> **Saved entries**:
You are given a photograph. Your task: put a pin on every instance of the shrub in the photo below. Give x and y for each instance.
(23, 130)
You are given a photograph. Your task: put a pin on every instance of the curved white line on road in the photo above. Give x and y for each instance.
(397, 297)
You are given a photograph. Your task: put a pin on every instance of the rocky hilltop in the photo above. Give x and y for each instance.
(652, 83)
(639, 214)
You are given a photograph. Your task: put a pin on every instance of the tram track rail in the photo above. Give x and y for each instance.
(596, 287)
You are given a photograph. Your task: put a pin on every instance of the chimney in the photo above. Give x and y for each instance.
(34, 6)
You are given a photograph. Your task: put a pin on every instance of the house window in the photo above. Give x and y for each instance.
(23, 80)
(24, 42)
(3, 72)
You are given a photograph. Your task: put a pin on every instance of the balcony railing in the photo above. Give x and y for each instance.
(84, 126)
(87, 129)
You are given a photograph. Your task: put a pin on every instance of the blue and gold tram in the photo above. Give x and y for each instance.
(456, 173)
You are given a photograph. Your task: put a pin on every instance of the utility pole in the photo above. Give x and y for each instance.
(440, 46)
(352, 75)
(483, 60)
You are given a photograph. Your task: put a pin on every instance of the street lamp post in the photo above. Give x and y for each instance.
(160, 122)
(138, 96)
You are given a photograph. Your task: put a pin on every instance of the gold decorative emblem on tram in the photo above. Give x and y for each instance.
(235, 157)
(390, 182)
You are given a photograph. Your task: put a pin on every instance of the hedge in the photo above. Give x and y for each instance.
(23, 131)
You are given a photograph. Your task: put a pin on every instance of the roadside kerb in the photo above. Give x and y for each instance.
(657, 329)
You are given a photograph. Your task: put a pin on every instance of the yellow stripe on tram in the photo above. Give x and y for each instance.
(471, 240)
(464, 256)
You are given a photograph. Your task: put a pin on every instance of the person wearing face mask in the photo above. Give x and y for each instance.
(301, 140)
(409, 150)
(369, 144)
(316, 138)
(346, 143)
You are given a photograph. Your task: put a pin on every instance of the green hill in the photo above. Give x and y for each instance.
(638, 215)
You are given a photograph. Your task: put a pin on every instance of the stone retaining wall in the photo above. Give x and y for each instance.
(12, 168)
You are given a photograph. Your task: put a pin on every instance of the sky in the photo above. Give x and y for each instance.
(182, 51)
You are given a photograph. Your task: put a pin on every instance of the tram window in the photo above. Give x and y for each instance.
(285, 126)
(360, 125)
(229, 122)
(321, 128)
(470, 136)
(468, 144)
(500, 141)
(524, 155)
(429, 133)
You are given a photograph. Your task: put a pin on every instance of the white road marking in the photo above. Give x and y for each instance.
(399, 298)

> **What you are asked to do**: The lines from the one with "of the white" through the final line of the data are to be reproduced exactly, both included, with no other lines.

> **Response to this exercise**:
You are given a photograph. Your task: put a pin on every instance of the white road marking in the photo above. Give x and y for each instance.
(399, 298)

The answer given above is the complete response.